> [WRITTEN EXERCISE]
Collect every line in the rows below that contains the string "surface". Case counts.

--------------------------------

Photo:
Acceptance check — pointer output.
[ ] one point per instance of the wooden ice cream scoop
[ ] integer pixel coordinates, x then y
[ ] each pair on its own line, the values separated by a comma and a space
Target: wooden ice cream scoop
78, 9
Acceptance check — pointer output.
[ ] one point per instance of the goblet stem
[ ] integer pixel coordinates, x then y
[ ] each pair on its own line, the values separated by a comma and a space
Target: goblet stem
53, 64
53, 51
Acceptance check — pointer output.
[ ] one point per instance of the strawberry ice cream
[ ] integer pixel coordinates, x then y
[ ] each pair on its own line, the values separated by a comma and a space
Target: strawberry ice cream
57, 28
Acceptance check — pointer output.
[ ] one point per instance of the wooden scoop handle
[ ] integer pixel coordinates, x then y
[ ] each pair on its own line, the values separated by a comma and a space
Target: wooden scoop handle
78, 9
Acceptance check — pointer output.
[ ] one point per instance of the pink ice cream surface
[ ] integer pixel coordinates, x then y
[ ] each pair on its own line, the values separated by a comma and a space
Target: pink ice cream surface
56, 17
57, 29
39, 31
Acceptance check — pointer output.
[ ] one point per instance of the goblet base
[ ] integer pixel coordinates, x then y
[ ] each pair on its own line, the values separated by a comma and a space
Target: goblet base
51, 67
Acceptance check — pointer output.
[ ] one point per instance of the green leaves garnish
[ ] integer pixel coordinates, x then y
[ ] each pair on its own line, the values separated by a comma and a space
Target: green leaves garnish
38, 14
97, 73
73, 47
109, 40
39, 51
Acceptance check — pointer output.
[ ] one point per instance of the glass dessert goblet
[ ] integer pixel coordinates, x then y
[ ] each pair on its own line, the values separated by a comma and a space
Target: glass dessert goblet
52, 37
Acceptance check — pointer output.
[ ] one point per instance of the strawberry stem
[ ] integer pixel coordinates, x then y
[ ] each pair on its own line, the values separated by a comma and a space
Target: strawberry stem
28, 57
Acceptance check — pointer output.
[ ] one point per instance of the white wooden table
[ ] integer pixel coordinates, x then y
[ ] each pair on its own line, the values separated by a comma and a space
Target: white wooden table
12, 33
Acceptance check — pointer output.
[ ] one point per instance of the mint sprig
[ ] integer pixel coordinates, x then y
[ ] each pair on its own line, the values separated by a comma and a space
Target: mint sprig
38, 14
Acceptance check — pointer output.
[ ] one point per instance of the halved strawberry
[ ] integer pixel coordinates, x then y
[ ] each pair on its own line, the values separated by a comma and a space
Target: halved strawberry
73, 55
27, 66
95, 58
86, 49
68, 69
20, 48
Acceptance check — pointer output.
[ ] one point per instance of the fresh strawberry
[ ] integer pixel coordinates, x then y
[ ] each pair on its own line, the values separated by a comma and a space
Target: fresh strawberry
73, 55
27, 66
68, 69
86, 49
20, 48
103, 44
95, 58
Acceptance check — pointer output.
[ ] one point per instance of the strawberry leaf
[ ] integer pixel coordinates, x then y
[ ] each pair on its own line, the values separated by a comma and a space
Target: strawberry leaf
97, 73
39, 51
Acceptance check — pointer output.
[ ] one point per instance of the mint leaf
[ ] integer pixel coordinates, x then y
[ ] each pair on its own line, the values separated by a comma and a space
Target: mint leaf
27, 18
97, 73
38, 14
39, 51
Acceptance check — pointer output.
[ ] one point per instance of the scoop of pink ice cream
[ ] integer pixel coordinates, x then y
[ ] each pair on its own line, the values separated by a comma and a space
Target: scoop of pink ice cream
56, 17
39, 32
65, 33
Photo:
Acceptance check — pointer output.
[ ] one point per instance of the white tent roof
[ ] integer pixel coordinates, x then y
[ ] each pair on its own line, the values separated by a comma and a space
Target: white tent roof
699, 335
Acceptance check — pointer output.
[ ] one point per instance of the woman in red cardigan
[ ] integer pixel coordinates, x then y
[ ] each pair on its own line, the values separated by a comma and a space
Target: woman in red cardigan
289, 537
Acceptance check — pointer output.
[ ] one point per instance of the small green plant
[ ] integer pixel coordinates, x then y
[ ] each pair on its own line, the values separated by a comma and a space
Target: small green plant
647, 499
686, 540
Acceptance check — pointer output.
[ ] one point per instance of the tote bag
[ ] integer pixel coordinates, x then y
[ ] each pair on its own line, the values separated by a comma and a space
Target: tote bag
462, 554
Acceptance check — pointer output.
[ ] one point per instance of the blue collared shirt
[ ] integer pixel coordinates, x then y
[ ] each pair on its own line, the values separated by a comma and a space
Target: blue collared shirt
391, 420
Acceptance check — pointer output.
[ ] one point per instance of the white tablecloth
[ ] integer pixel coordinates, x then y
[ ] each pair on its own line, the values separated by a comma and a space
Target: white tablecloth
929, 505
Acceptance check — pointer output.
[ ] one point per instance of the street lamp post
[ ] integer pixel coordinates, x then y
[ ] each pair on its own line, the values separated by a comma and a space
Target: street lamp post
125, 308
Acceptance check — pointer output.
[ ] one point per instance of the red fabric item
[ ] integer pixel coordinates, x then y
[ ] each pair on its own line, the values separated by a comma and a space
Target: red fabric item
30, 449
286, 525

--------------------------------

> [FULL RESPONSE]
[ ] one point per instance of the pink ice cream surface
Target: pink ice cream surface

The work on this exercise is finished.